__Supplied text__
--------------------

Now, there is the question of "how do I maintain the advantages of source timestamping for e.g., rates being more accurate, whilst also refreshing values into the TSDB". This can't be achieved by having the timestamp that the server sets be set to be equal to the timestamp it was sent, as this loses the advantage of timestamp accuracy, but neither can it be achieved by rewriting all timestamps at the client to the new value at the receiver. Instead, you need someone that is schema-aware to do this. In the OpenConfig models, we have begun labelling values as on-change in the schema, which allows the server to know what the expected mode is, but also would allow the client to be able to do such selective re-writing.

Another mental rule that I had in my mind was that gNMI Subscribe with sampling was meant to report back to a client a constant stream of updates for a certain Path, regardless if it is event-driven or not.

That's correct. The value is reported back, but the timestamp reflects when the event happened, just because we're asking for the value of /interfaces/interface/description doesn't mean that it changed every time.

--------------------

__Given records__
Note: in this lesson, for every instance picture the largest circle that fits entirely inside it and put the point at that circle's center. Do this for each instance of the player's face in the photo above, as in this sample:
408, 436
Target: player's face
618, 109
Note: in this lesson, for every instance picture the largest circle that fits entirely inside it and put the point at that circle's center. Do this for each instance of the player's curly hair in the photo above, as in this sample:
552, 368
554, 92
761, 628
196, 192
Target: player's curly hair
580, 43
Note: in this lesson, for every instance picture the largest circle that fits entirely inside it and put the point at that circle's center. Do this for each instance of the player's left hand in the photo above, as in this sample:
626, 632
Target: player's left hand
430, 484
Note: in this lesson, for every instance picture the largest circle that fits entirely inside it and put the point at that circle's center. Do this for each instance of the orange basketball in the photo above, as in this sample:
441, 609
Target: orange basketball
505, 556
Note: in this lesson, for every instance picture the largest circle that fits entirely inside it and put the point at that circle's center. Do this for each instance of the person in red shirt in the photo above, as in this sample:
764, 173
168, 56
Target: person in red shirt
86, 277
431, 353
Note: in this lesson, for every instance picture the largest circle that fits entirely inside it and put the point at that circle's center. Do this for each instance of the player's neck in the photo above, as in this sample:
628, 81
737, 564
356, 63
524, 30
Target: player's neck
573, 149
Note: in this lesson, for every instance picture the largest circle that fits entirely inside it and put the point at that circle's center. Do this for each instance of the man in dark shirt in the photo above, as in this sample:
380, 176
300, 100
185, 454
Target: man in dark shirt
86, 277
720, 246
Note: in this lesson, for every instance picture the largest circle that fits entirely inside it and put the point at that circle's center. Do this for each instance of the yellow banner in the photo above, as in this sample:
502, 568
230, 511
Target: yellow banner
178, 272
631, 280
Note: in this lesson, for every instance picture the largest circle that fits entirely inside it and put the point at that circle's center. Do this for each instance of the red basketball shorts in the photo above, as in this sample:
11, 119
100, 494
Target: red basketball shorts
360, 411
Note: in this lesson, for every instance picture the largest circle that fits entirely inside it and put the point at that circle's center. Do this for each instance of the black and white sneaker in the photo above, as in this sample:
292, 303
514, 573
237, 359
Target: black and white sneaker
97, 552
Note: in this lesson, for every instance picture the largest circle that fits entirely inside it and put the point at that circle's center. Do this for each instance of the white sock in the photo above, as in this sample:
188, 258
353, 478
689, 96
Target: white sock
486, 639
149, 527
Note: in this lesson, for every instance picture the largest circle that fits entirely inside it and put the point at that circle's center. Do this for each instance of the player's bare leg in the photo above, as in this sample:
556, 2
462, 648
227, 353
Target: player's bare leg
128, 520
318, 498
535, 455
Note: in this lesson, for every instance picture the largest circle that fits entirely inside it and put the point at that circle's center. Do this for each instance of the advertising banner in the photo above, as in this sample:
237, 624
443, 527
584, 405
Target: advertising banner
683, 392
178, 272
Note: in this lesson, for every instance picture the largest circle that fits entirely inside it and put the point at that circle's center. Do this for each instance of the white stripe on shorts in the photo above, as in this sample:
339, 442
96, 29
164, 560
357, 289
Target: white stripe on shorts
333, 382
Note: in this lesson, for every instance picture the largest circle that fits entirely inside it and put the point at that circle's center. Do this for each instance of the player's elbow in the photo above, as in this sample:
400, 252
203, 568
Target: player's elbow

--------------------

__Tasks__
1) Answer these questions from the passage on gNMI timestamps:
(a) In the OpenConfig models, what label has begun to be given to values in the schema?
(b) When a value is reported back, what does its timestamp reflect?
(c) Which path is given as an example of a value being requested?
2) In the passage on gNMI timestamps, take everything from "Another mental rule" down to "changed every time." and write it out again, substituting "collector" for "client".
3) Pick up the passage on gNMI timestamps from its last sentence and carry it on.

__Answers per task__
1)
(a) On-change.
(b) When the event happened.
(c) /interfaces/interface/description

2)
Another mental rule that I had in my mind was that gNMI Subscribe with sampling was meant to report back to a collector a constant stream of updates for a certain Path, regardless if it is event-driven or not.

That's correct. The value is reported back, but the timestamp reflects when the event happened, just because we're asking for the value of /interfaces/interface/description doesn't mean that it changed every time.

3)
I still find this topic unregulated. Moreover, my previous experience with various vendors show that lots of them provide changing timestamps for a sampled subscribtion on a leaf with a rarely-changed vaue. I wish this would be clarified, otherwise there is a lot of flux in how targets report notifications for such leaves, which is likely not the designed intent of a spec?

I think that this makes sense, I do not, however, necessarily feel that this depth is something that we should clarify in the base gNMI specification. I think we likely need an implementation note, or spec addendum that describes this in more detail. Would you be interested in starting a PR with something like this in, I'm happy to collaborate (and I expect @gcsl will have some input too).

Thanks, r.

hellt commented 2 years ago

thanks @robshakir this is a very interesting thread and something that was not at all clear to me when I read gnmi spec

Just to cross the t here, as per your comments this behaviour seems to be incorrect?

1sec sampled subscription is made targeting a leaf oper-state that stays up for the duration of a subscribtion the output indicates that TS is changing within the 1s window, whilist the value is not chaning.

❯ gnmic -a leaf1 --skip-verify -u admin -p admin sub --stream-mode sample --sample-interval 1s --path "/interface[name="ethernet-1/1"]/oper-state"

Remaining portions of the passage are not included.